▸ Your tasks:
- 1) Translate this sentence from the passage on Idrimi into Spanish: "He is known mainly from an inscription on his statue found at Alalakh by Leonard Woolley in 1939."
- 2) Reproduce everything in the passage on Idrimi from "15th-century BC King" down to "the country Kizzuwatna.".

▸ Given text:
/---

15th-century BC King of Alalakh

Idrimi (meaning "It is my help"; died c. 1465 BC) was the king of Alalakh c. 1490–1465 BC, or around 1450 BC. He is known mainly from an inscription on his statue found at Alalakh by Leonard Woolley in 1939. According to that inscription, he was a son of Ilim-Ilimma I, King of Yamhad (now Aleppo), who would have been deposed by the new regional master Baratarna, King of Mitanni. Idrimi probably succeeded in gaining the throne of Alalakh with the assistance of a group known as the Habiru, founding the Kingdom of Mukish as a vassal state to Mitanni. He also invaded the Hittite territories to the north, resulting in a treaty with the country Kizzuwatna.

\---

▸ Data for analysis:
/---

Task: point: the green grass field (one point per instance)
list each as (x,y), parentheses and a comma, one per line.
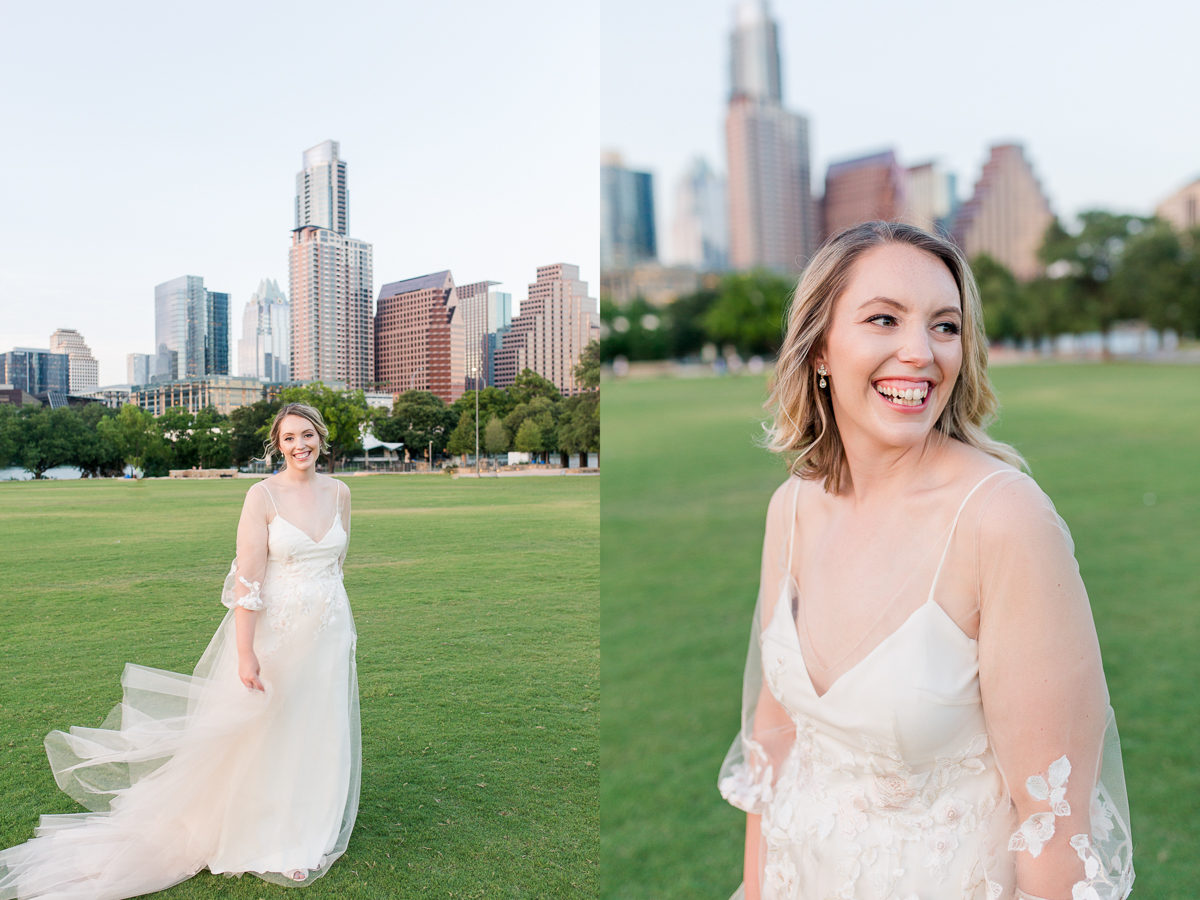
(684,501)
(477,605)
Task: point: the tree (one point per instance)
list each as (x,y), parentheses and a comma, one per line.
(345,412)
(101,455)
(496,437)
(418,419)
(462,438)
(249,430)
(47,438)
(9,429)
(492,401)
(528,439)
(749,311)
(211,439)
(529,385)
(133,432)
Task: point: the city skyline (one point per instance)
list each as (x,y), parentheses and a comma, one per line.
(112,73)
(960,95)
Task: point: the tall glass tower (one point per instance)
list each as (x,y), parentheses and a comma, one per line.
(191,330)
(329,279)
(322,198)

\---

▸ Responses per task:
- 1) Se le conoce principalmente por una inscripción en su estatua hallada en Alalakh por Leonard Woolley en 1939.

- 2)
15th-century BC King of Alalakh

Idrimi (meaning "It is my help"; died c. 1465 BC) was the king of Alalakh c. 1490–1465 BC, or around 1450 BC. He is known mainly from an inscription on his statue found at Alalakh by Leonard Woolley in 1939. According to that inscription, he was a son of Ilim-Ilimma I, King of Yamhad (now Aleppo), who would have been deposed by the new regional master Baratarna, King of Mitanni. Idrimi probably succeeded in gaining the throne of Alalakh with the assistance of a group known as the Habiru, founding the Kingdom of Mukish as a vassal state to Mitanni. He also invaded the Hittite territories to the north, resulting in a treaty with the country Kizzuwatna.